Answer these questions using the text on Caribbean workers below:
1. Which newspaper reported the union leader's remarks to the sugar workers, and in which issue?
2. According to that report, what negotiations did the workers' actions hinder?
3. Which countries does the text list as all talking about "worker participation"?

━━━ Document text ━━━

And should any of us harbor any doubts about how seriously the union bureaucrats take their jobs of controlling the workers, let us look at what Basdeo Panday, President General of the All-Trinidad Sugar Estates and Factories Workers Union, told his workers after they had taken just such an action.

In its issue of 12/14/1974 the Trinidad Guardian reported, “The union leader explained to the workers that their actions were an embarrassment to the union and a hindrance in the current negotiations for a new three-year industrial agreement”.

This is the scene throughout the Caribbean and it is complemented by frequent seizure of lands by peasants in their on-going struggle against land-owners and the state.

However, we have only been looking at those people lucky enough to be employed. The Caribbean youth, who make up the greater proportion of the high percentage of unemployment in the region, have not been sitting idly by. From Jamaica to Antigua to Dominica to Trinidad to Guyana and in between those, it is the same thing. The ruling classes and the state machinery have virtually declared war on young people.

And in their day-to-day struggle against the state, young people, once attracted by the revolutionary rhetoric of the various bureaucratically centralized groups in the area, are more and more rejecting such groups because of bitter experiences and are by themselves trying to throw up more democratic organizational forms. They are moving away from the vanguard organizations, which stifle their initiative and seek to set up a “leadership” over them.

It is against this background that we have the middle-class state bureaucrats on the one hand and the various Marxist-Leninist parties and movements on the other, all talking about workers’ control and self-management. And as if not to be outdone, the union bureaucrats too have begun to call for workers’ control and self-management. All three of these forces are as different from each other as the Father, the Son and the Holy Ghost.

What keeps them apart is their power struggle, which results from their common desire to be in control of the state machinery. What makes them one is their equally common desire to continue the oppression and exploitation of the masses of the people, under the hierarchical organization of work for their commodity economy, with themselves as professional specialists in charge of the factories and state institutions.

THE ERROR OF NATIONALIZATION

Around the world, capitalism is in the midst of a crisis. From Sweden to America to Cuba to England to Yugoslavia, they are all talking about “worker participation”. Worker alienation seems to be getting more acute, and whether it is the worker in Moscow who stays home and drinks vodka or the worker in Detroit who goes to work and sabotages machinery, workers around the world are fighting back. As a result of this, production is not increasing the way the capitalists would like it to and in some cases even dropping. Their intellectual agents have told them that the workers’ sense of alienation could be reduced by allowing them to “participate!” in management and ownership.

We in the Caribbean are very much a part of the world capitalist system. Thus let us sit back and listen to what the Hon. Michael Manley [Jamaica’s pro-Castroist prime minister 1972-1980, and 1989-1992] has to say on the subject:

“May I now turn to a vital area: worker participation. One might be tempted to feel that one has discharged the obligation to change and restructure the society when an industry is nationalized. This is a trap into which many an unsuspecting socialist has fallen.

━━━ Entries ━━━

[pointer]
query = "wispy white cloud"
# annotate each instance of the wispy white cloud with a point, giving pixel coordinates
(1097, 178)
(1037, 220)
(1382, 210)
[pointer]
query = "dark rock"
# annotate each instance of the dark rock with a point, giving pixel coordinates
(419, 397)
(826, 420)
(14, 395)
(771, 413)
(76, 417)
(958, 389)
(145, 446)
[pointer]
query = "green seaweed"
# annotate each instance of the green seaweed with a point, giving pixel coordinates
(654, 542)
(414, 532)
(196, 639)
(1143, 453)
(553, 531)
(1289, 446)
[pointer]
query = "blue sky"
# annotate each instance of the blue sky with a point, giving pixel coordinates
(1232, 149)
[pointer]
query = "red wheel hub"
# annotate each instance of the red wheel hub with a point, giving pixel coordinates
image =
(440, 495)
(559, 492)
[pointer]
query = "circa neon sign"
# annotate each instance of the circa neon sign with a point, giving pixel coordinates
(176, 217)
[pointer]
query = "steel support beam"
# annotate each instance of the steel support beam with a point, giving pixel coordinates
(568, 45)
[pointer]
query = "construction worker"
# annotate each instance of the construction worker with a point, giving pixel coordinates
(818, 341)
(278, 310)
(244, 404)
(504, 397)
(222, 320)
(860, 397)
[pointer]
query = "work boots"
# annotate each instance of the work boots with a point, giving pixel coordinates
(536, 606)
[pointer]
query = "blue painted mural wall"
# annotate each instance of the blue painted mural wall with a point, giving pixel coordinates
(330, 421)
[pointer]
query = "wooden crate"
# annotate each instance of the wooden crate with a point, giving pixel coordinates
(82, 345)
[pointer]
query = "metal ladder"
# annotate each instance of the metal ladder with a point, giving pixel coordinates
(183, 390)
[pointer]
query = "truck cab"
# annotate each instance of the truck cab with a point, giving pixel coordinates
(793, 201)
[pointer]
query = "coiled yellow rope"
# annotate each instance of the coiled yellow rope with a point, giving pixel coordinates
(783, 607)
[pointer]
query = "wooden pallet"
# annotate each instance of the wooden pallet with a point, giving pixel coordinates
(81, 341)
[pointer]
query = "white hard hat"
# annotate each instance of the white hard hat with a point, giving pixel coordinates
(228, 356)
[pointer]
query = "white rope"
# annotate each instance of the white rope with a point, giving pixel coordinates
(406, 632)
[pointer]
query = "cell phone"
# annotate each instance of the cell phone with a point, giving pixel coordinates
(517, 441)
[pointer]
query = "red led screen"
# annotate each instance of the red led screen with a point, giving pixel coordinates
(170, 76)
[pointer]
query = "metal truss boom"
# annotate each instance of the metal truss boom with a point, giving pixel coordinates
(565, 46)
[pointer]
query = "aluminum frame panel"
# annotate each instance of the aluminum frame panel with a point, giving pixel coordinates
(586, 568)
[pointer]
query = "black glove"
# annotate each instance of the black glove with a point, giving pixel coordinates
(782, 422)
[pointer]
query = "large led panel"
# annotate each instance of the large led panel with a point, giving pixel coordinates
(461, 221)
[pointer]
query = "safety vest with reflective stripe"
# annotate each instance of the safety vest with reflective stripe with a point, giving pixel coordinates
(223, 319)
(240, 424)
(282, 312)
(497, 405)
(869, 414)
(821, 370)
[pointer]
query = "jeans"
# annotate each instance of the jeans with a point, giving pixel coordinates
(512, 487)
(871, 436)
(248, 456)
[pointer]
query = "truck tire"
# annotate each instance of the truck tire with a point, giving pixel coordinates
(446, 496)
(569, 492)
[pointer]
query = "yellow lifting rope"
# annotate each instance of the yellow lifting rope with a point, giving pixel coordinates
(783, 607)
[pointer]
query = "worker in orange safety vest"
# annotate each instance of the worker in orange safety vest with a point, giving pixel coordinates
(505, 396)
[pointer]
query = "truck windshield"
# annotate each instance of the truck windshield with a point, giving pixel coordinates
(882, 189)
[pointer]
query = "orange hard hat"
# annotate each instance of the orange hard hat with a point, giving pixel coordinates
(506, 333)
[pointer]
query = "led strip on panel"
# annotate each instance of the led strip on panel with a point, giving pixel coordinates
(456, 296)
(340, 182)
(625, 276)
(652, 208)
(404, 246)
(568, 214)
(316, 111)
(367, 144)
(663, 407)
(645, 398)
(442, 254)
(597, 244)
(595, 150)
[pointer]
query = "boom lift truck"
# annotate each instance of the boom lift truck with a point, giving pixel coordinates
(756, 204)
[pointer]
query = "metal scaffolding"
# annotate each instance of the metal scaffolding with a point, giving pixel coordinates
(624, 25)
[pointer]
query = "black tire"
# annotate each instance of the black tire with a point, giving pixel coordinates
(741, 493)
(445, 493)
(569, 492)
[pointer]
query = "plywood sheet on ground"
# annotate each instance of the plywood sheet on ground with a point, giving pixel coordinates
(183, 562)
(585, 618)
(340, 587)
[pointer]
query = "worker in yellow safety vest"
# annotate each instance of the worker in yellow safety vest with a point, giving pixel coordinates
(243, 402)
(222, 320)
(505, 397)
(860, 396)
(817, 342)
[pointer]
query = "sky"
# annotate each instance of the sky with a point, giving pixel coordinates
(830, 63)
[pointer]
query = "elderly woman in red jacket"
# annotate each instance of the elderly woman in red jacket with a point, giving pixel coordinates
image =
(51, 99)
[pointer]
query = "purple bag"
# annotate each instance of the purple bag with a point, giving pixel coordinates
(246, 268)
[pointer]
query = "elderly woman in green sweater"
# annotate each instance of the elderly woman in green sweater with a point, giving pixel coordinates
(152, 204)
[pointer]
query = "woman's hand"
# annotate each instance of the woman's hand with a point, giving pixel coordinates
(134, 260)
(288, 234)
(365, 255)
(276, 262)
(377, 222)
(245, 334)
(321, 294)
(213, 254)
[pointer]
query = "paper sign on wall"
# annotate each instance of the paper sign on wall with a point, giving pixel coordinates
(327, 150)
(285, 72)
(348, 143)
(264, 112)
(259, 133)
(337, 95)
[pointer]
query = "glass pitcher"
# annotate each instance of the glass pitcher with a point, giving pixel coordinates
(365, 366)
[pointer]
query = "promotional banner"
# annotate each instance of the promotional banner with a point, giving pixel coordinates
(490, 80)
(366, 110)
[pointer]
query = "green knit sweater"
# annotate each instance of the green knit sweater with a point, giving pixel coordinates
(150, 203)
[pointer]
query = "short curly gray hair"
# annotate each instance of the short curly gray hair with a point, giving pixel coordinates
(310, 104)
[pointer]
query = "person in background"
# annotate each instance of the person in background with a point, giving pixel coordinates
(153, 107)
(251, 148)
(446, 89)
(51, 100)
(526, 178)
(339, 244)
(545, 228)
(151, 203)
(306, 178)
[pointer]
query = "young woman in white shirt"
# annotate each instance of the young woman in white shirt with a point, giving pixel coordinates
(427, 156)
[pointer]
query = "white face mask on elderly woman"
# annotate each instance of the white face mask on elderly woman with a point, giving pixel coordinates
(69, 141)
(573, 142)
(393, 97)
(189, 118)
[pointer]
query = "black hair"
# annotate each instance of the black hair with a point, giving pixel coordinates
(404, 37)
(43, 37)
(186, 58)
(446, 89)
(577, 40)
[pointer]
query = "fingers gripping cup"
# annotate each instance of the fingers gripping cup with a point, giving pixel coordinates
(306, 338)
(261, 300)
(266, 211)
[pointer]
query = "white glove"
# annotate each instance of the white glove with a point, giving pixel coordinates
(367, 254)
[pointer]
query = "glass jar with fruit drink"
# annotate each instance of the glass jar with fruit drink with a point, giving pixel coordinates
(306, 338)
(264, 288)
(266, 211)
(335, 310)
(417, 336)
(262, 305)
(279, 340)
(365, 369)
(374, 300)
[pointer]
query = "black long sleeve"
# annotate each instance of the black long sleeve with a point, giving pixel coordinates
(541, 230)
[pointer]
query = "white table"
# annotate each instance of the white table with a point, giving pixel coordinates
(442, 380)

━━━

Exercise result:
1. The Trinidad Guardian, in its issue of 12/14/1974.
2. The current negotiations for a new three-year industrial agreement.
3. Sweden, America, Cuba, England and Yugoslavia.